*Entries*
[start]

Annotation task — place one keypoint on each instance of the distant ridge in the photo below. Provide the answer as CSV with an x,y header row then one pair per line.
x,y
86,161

[end]
[start]

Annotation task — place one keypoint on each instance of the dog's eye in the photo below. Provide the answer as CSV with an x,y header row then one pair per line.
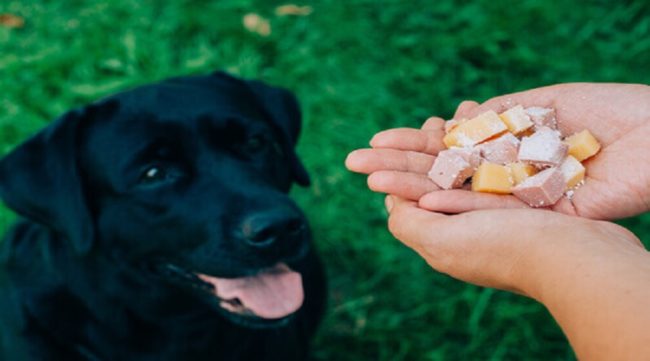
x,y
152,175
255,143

[end]

*Exercise requirements*
Please pull out each line in the records above that contains the word "distant" and copy it in full.

*Task result*
Annotation task — place one keypoint on each instance of the distant ridge in the photo below. Provide the answer as CSV with an x,y header row then one pair per line.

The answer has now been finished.